--- START OF DATA FOR PROCESSING ---

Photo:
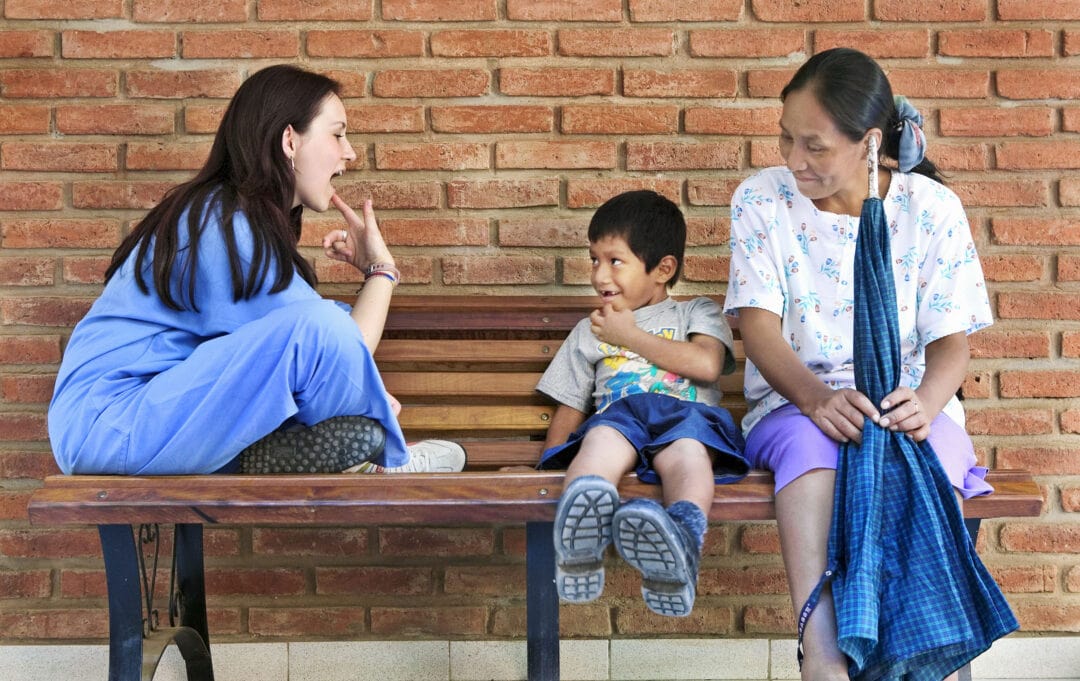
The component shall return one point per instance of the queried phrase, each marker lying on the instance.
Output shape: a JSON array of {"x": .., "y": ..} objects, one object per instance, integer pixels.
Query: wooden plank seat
[{"x": 463, "y": 368}]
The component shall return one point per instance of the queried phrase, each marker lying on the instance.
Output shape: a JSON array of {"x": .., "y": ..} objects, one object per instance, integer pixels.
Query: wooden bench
[{"x": 464, "y": 368}]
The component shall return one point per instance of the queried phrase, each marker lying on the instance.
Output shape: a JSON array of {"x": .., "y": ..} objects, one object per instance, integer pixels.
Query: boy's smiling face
[{"x": 620, "y": 278}]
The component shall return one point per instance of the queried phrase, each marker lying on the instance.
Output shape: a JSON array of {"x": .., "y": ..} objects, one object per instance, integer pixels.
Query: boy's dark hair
[{"x": 651, "y": 225}]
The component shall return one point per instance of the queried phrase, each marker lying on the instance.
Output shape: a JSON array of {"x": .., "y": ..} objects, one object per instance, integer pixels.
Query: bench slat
[{"x": 437, "y": 499}]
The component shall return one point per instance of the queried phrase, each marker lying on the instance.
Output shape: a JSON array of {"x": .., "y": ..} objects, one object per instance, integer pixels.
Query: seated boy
[{"x": 647, "y": 366}]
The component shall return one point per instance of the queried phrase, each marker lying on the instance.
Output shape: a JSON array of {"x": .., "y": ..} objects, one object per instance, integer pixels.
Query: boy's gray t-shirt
[{"x": 589, "y": 375}]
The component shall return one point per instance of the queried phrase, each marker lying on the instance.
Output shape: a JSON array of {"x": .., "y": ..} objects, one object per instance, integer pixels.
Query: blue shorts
[{"x": 650, "y": 422}]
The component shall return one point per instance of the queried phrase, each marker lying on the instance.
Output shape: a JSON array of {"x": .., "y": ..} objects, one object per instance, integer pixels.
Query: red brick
[
  {"x": 302, "y": 622},
  {"x": 617, "y": 42},
  {"x": 440, "y": 11},
  {"x": 63, "y": 9},
  {"x": 688, "y": 83},
  {"x": 810, "y": 11},
  {"x": 732, "y": 121},
  {"x": 666, "y": 155},
  {"x": 767, "y": 83},
  {"x": 255, "y": 581},
  {"x": 1013, "y": 268},
  {"x": 1026, "y": 193},
  {"x": 374, "y": 580},
  {"x": 43, "y": 311},
  {"x": 436, "y": 542},
  {"x": 57, "y": 155},
  {"x": 1070, "y": 344},
  {"x": 25, "y": 583},
  {"x": 1039, "y": 384},
  {"x": 502, "y": 193},
  {"x": 991, "y": 343},
  {"x": 118, "y": 44},
  {"x": 29, "y": 350},
  {"x": 242, "y": 43},
  {"x": 1025, "y": 579},
  {"x": 588, "y": 193},
  {"x": 27, "y": 271},
  {"x": 705, "y": 621},
  {"x": 1027, "y": 155},
  {"x": 685, "y": 10},
  {"x": 491, "y": 119},
  {"x": 118, "y": 194},
  {"x": 190, "y": 11},
  {"x": 711, "y": 192},
  {"x": 313, "y": 11},
  {"x": 996, "y": 43},
  {"x": 26, "y": 43},
  {"x": 1040, "y": 460},
  {"x": 996, "y": 122},
  {"x": 1024, "y": 10},
  {"x": 441, "y": 622},
  {"x": 931, "y": 83},
  {"x": 876, "y": 42},
  {"x": 556, "y": 154},
  {"x": 24, "y": 119},
  {"x": 504, "y": 270},
  {"x": 1040, "y": 538},
  {"x": 435, "y": 231},
  {"x": 952, "y": 157},
  {"x": 542, "y": 231},
  {"x": 203, "y": 118},
  {"x": 956, "y": 11},
  {"x": 369, "y": 118},
  {"x": 1039, "y": 83},
  {"x": 364, "y": 43},
  {"x": 166, "y": 157},
  {"x": 742, "y": 43},
  {"x": 392, "y": 194},
  {"x": 432, "y": 157},
  {"x": 707, "y": 231},
  {"x": 54, "y": 624},
  {"x": 64, "y": 82},
  {"x": 498, "y": 581},
  {"x": 116, "y": 119},
  {"x": 1010, "y": 421},
  {"x": 1038, "y": 305},
  {"x": 51, "y": 544},
  {"x": 183, "y": 84},
  {"x": 602, "y": 119},
  {"x": 769, "y": 620},
  {"x": 431, "y": 83},
  {"x": 85, "y": 270},
  {"x": 564, "y": 10}
]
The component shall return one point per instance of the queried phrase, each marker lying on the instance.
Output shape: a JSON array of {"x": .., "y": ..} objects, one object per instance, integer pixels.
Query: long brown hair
[{"x": 246, "y": 172}]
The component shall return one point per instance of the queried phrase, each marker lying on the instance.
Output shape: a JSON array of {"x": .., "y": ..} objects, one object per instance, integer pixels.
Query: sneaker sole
[
  {"x": 331, "y": 446},
  {"x": 582, "y": 534},
  {"x": 647, "y": 540}
]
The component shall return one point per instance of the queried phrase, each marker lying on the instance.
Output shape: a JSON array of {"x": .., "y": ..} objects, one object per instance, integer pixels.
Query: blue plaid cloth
[{"x": 913, "y": 599}]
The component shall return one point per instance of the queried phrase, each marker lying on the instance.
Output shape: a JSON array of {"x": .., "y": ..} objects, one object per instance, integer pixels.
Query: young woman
[
  {"x": 793, "y": 244},
  {"x": 210, "y": 338}
]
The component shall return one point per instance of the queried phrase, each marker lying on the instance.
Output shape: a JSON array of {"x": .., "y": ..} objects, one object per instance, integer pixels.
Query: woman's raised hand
[{"x": 361, "y": 243}]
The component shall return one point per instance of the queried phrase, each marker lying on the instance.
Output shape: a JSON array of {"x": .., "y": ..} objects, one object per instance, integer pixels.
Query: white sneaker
[{"x": 424, "y": 457}]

--- END OF DATA FOR PROCESSING ---

▶ GOAL OF THE EXERCISE: Transcribe the records above exactly, leaving out every picture.

▶ WRITTEN RESPONSE:
Photo:
The component shall return one point per instance of the queried phrase, each marker lying on the instance.
Output shape: a JSON array of {"x": .., "y": ..} objects, one object per instance, integer pixels.
Query: wooden plank seat
[{"x": 463, "y": 368}]
The component shall return one point per instance of the queried phrase, each marker lying on the instance.
Output shape: a JSON array of {"x": .., "y": ..} objects, one object per instance, integer pixels.
Query: wooden bench
[{"x": 464, "y": 368}]
The component shall return one point per instance of the queried phrase, each marker lying on the instance.
Output shape: a JSON array of {"x": .., "y": ..} objects, one object per instance, integer pixels.
Query: boy's smiling face
[{"x": 620, "y": 278}]
The component shall return one point per instance of the queried phrase, each marker lying on the instance.
Output shape: a JSON array of {"x": .., "y": ..} objects, one object per instance, integer pixels.
Query: boy's dark hair
[{"x": 651, "y": 225}]
The component shall return one point per instance of the queried phrase, each marker lying on the instance.
Output shape: a JSON array of {"x": .., "y": ..} objects, one object per instance, integer pixels.
Query: bench slat
[{"x": 437, "y": 499}]
The component shall return one point per instance of the queried phrase, each marker lying on the instance.
Output shape: a JSON array of {"x": .., "y": ..} objects, one object per instance, integer pixels.
Query: seated boy
[{"x": 647, "y": 366}]
The component shall return one point per instance of the queried phrase, each marker lying on the instance.
Output shape: a JSON array of {"x": .., "y": ..} objects, one object per instance, integer pixels.
Query: boy's gray t-shirt
[{"x": 589, "y": 375}]
The component shall return one point per instance of the queried phrase, each marker lying on the instance.
Output shape: a JSON array of {"x": .., "y": ..} objects, one object per instance, integer pixels.
Query: blue shorts
[{"x": 650, "y": 422}]
The component shall return one point per instance of the queried phrase, each marker lying on the instance.
Output shape: a JSON array of {"x": .., "y": ..} objects, one object per instance, integer pixels.
Query: red brick
[
  {"x": 302, "y": 622},
  {"x": 617, "y": 42},
  {"x": 440, "y": 11},
  {"x": 63, "y": 9},
  {"x": 688, "y": 83},
  {"x": 810, "y": 11},
  {"x": 732, "y": 121},
  {"x": 666, "y": 155},
  {"x": 767, "y": 83},
  {"x": 255, "y": 581},
  {"x": 1013, "y": 268},
  {"x": 1026, "y": 193},
  {"x": 374, "y": 580},
  {"x": 43, "y": 311},
  {"x": 436, "y": 542},
  {"x": 57, "y": 155},
  {"x": 1070, "y": 344},
  {"x": 25, "y": 583},
  {"x": 1039, "y": 384},
  {"x": 502, "y": 193},
  {"x": 991, "y": 343},
  {"x": 118, "y": 44},
  {"x": 29, "y": 350},
  {"x": 242, "y": 43},
  {"x": 1025, "y": 579},
  {"x": 588, "y": 193},
  {"x": 27, "y": 271},
  {"x": 705, "y": 621},
  {"x": 1027, "y": 155},
  {"x": 685, "y": 10},
  {"x": 491, "y": 119},
  {"x": 118, "y": 194},
  {"x": 190, "y": 11},
  {"x": 711, "y": 192},
  {"x": 313, "y": 11},
  {"x": 996, "y": 43},
  {"x": 26, "y": 43},
  {"x": 1040, "y": 460},
  {"x": 996, "y": 122},
  {"x": 1024, "y": 10},
  {"x": 441, "y": 622},
  {"x": 931, "y": 83},
  {"x": 876, "y": 42},
  {"x": 556, "y": 154},
  {"x": 24, "y": 119},
  {"x": 504, "y": 270},
  {"x": 1040, "y": 538},
  {"x": 435, "y": 231},
  {"x": 952, "y": 157},
  {"x": 542, "y": 231},
  {"x": 203, "y": 118},
  {"x": 956, "y": 11},
  {"x": 369, "y": 118},
  {"x": 1039, "y": 83},
  {"x": 364, "y": 43},
  {"x": 166, "y": 157},
  {"x": 742, "y": 43},
  {"x": 392, "y": 194},
  {"x": 432, "y": 157},
  {"x": 707, "y": 231},
  {"x": 54, "y": 624},
  {"x": 64, "y": 82},
  {"x": 498, "y": 581},
  {"x": 116, "y": 119},
  {"x": 1010, "y": 421},
  {"x": 1038, "y": 305},
  {"x": 51, "y": 544},
  {"x": 183, "y": 84},
  {"x": 602, "y": 119},
  {"x": 769, "y": 620},
  {"x": 431, "y": 83},
  {"x": 85, "y": 270},
  {"x": 564, "y": 10}
]
The component shall return one point per instance of the queried phrase, each marker lying on the instance.
Output shape: a JSON array of {"x": .., "y": ..} objects, one object per instance, integer pixels.
Query: long brown hair
[{"x": 246, "y": 172}]
The component shall return one point per instance of the queried phrase, each marker lying on the instance.
Output shape: a JSON array of {"x": .., "y": ..} objects, one object per instance, integer pixels.
Query: sneaker sole
[
  {"x": 331, "y": 446},
  {"x": 582, "y": 534},
  {"x": 647, "y": 540}
]
The component shall return one point per instance of the queried phrase, each marker lying on the instance.
Output shape: a JSON array of {"x": .., "y": ..} objects, one object per instance, integer pixels.
Query: blue plaid cloth
[{"x": 913, "y": 599}]
The component shall return one point per instance of the queried phrase, each marker lying on the instance.
Output shape: a JSON array of {"x": .., "y": ..} objects, one object per instance, integer pixels.
Query: young woman
[
  {"x": 793, "y": 244},
  {"x": 210, "y": 338}
]
The component shall return one point per instance of the queried phrase, each marker lying on the instance.
Output shape: a JSON array of {"x": .., "y": ..} objects, one object per instance, integer pixels.
Query: woman's raised hand
[{"x": 361, "y": 243}]
The component shall return one point per instance of the queried phrase, each marker lying on the instance.
Output shape: a JSON array of {"x": .., "y": ..} objects, one object per instance, integer pixels.
Query: white sneaker
[{"x": 424, "y": 457}]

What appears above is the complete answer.